**EXERCISE INSTRUCTIONS**
Your reply should be only the number of lines in the material below that include the word "fingernail".

▽

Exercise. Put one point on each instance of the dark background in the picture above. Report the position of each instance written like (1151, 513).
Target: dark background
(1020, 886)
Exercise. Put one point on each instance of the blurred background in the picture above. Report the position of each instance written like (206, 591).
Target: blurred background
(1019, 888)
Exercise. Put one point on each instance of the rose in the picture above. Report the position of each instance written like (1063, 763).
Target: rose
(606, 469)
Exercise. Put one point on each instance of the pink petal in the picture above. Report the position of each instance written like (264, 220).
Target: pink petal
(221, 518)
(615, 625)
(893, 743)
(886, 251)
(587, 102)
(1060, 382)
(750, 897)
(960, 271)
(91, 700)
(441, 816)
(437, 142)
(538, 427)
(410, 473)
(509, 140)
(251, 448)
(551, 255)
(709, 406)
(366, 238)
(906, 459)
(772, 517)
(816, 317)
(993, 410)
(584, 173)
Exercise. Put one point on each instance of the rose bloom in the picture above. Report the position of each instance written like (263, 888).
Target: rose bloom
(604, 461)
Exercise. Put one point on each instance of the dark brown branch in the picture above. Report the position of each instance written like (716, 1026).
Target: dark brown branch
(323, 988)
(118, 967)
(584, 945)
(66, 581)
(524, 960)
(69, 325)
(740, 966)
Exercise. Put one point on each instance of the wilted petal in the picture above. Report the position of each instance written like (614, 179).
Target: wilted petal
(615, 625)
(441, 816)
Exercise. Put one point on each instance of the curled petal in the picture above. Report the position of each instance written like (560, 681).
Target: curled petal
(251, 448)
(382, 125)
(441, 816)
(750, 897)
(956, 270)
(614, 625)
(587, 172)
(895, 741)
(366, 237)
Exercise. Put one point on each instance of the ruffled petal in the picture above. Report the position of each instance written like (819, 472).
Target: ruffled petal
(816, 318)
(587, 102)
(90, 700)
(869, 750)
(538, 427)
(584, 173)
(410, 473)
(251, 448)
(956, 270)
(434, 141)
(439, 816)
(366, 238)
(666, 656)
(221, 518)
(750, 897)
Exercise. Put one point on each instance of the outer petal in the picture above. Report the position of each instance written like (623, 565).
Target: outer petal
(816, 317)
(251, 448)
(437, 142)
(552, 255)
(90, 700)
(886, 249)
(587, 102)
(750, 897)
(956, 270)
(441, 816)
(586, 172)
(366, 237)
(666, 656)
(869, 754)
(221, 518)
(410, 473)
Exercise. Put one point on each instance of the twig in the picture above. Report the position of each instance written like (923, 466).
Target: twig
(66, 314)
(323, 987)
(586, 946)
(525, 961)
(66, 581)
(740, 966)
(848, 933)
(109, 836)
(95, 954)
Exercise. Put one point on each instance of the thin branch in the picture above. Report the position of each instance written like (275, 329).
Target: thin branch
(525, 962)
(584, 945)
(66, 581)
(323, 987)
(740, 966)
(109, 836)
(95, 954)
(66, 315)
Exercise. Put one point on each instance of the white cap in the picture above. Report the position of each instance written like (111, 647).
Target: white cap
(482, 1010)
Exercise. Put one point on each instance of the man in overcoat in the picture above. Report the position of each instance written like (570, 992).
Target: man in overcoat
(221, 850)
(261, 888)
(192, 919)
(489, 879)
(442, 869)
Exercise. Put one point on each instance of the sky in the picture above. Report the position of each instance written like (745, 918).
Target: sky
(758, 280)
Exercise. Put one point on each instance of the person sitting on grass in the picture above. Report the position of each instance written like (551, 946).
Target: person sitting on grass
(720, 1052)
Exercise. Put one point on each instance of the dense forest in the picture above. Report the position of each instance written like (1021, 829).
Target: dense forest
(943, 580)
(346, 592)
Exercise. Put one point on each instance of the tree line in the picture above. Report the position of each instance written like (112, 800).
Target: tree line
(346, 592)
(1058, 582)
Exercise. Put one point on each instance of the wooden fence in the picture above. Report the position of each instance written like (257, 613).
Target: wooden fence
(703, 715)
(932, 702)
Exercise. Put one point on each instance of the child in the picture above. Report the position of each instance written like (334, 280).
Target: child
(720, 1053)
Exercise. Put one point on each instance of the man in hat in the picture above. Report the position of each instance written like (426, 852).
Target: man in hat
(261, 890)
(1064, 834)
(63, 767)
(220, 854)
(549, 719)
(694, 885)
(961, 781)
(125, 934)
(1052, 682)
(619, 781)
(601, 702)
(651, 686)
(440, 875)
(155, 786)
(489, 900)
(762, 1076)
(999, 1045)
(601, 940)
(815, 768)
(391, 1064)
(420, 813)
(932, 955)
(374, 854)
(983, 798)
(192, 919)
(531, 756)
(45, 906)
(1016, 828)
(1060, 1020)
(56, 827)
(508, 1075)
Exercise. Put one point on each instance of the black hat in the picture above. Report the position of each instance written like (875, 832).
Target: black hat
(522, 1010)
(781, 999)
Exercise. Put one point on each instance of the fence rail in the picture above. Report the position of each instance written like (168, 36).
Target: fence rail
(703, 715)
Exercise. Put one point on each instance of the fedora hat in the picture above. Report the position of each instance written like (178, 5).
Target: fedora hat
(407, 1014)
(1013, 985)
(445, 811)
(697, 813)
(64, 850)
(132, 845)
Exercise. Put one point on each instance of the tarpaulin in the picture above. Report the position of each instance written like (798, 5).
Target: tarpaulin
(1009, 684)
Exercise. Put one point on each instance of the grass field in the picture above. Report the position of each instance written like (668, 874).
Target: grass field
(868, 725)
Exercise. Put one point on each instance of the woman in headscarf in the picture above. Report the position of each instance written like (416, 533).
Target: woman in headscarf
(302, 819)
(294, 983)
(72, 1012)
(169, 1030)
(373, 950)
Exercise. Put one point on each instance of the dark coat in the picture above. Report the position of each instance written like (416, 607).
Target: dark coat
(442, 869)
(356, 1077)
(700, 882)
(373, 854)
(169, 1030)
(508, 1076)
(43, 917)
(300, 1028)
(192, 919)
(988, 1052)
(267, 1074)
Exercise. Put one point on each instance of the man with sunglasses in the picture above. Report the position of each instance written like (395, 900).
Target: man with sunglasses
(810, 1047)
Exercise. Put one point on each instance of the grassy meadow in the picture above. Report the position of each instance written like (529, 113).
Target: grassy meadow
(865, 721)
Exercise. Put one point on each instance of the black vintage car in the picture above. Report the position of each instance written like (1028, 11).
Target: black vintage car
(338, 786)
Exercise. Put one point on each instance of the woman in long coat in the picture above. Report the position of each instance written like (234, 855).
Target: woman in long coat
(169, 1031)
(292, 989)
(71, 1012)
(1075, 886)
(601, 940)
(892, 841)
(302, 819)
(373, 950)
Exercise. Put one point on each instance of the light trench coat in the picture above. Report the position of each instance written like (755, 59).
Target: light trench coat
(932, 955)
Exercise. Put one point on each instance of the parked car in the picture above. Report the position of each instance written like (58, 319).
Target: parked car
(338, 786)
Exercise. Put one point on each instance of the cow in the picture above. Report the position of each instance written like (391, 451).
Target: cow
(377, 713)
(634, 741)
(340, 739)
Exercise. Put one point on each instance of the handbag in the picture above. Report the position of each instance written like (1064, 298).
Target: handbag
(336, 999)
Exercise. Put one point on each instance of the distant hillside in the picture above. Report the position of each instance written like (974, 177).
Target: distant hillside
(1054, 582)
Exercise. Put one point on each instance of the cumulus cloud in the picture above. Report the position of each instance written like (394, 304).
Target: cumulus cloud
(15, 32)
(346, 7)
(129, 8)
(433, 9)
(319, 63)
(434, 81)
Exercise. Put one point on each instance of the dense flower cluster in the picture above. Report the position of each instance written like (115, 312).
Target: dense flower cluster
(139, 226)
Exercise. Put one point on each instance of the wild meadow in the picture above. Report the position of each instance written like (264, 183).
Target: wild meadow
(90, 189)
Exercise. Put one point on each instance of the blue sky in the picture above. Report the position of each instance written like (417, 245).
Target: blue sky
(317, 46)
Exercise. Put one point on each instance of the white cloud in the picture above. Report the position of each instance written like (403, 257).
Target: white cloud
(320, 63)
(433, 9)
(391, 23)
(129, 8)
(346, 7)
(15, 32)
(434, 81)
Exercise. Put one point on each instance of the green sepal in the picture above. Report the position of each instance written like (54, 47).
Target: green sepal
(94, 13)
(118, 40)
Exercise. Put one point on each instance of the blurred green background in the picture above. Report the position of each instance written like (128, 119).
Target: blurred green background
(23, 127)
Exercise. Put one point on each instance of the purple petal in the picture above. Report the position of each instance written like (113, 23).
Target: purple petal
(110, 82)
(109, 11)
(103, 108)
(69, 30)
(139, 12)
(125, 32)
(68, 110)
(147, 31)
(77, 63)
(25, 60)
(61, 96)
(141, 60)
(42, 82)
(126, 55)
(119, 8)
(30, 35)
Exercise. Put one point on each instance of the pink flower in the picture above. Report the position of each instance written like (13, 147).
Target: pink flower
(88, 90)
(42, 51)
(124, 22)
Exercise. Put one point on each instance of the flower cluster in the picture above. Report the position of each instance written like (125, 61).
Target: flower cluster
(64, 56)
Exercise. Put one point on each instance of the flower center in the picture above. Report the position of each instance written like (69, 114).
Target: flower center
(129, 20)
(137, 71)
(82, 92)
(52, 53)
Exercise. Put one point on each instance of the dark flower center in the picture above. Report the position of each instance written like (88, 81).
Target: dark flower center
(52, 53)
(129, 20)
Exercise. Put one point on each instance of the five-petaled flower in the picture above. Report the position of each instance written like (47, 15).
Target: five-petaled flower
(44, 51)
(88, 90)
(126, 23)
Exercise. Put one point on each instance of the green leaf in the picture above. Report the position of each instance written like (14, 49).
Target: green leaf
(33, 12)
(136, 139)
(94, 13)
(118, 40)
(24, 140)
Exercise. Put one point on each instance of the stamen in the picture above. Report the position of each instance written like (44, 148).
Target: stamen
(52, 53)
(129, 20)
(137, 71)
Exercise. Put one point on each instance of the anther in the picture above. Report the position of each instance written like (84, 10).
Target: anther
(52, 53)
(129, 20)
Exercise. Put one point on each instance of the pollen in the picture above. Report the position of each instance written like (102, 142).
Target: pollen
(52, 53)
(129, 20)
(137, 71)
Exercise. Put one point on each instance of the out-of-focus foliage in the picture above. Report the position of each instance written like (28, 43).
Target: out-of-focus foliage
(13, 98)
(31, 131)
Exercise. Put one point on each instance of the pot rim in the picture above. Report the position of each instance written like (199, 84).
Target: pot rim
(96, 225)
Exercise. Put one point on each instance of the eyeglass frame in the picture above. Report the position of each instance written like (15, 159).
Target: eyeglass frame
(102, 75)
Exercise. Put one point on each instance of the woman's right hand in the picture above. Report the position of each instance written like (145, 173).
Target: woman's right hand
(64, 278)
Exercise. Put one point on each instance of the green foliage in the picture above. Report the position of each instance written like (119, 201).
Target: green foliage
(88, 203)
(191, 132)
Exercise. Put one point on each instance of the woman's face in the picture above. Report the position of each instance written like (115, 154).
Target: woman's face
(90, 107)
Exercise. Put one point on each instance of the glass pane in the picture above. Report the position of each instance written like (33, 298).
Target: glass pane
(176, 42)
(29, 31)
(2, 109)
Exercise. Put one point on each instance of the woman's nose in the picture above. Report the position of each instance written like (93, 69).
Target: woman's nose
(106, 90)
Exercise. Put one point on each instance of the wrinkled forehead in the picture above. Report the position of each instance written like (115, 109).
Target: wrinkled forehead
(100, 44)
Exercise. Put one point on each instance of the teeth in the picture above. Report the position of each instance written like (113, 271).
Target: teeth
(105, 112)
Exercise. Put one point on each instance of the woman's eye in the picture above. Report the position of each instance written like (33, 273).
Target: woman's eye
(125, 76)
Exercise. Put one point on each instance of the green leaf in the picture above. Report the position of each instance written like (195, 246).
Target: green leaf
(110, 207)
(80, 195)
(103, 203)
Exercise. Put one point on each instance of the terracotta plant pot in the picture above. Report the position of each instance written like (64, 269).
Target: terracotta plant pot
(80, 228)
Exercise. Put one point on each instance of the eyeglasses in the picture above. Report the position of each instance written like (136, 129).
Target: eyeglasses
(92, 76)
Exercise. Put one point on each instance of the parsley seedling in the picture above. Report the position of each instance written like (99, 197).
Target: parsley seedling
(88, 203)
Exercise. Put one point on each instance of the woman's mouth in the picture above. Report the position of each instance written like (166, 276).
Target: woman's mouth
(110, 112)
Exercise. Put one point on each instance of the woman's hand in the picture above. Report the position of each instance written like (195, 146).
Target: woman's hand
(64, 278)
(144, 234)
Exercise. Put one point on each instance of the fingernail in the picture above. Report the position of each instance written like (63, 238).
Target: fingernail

△

**RESPONSE TO THIS EXERCISE**
2